任务说明 1
在讲MPI与多线程并行计算的文本中,集群上每个计算节点大约有多少个核心?
任务说明 2
续写讲MPI与多线程并行计算的文本,从它停下的位置接着写下去。

所给文本
--

简介
在集群上每个计算节点有三四十个核心,往往使用MPI对任务进行并行计算,计算资源平均分布在多个节点的多个CPU核心上。为了充分利用计算节点剩余的核心,可以将任务再次细分,在MPI多进程的基础上每个进程使用多线程调用空闲核心完成计算。
多线程
源代码
#include <iostream>
#include <thread>
#include <pthread.h>
using namespace std;
// 多线程之pthread_create的参数结构体
typedef struct
{
int myid;
double *matrix;
char name[1024];
}THREADPARAM, *PTHREADPARAM;
// 多线程之std::thread的测试函数
void func(int myid)
{
std::cout << "this is func!" << endl;
// 打印线程ID
std::cout << "myid is : " << myid << " this thread id is " << std::this_thread::get_id() << endl;
}
// 多线程之pthread_create的测试函数,返回值为void*,输入参数的结构体为void*
void* func2(void* pthreadparam)

--

原始记录
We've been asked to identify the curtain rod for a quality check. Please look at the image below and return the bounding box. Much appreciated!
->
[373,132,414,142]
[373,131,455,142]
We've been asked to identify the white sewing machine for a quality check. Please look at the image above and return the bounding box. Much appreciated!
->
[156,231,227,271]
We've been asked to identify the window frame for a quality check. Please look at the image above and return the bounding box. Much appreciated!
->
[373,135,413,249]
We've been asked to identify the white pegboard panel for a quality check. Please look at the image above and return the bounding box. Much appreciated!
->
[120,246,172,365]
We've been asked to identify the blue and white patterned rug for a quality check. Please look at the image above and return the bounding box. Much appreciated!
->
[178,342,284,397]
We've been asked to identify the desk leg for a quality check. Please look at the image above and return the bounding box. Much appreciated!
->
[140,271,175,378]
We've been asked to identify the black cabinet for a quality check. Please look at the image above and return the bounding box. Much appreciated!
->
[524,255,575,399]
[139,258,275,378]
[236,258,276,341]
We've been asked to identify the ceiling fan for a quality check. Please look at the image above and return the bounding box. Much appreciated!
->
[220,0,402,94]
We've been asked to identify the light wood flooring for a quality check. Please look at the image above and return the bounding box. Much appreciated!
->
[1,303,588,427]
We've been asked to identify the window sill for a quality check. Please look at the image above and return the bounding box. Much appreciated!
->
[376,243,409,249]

--

书面答案 1
三四十个核心。

书面答案 2
{
// 解析参数
std::cout << "this is func2! " << "thread id is : " << ((PTHREADPARAM)pthreadparam)->myid <<endl;
}
int main()
{
std::cout << "***************** std::thread start ***************** " << endl;
// 打印线程ID
std::cout << "main thread id = " << std::this_thread::get_id() << std::endl;
// 打印线程总数,即CPU逻辑核心数量
std::cout << "all threads number = " << std::thread::hardware_concurrency() << std::endl;
// 创建线程 std::thread 变量名 (调用函数名,函数所需参数)
std::thread thread1 (func, 1);
std::thread thread2 (func, 2);
std::thread thread3 (func, 3);
std::thread thread4 (func, 4);
// 阻塞线程(等待执行完毕,释放资源)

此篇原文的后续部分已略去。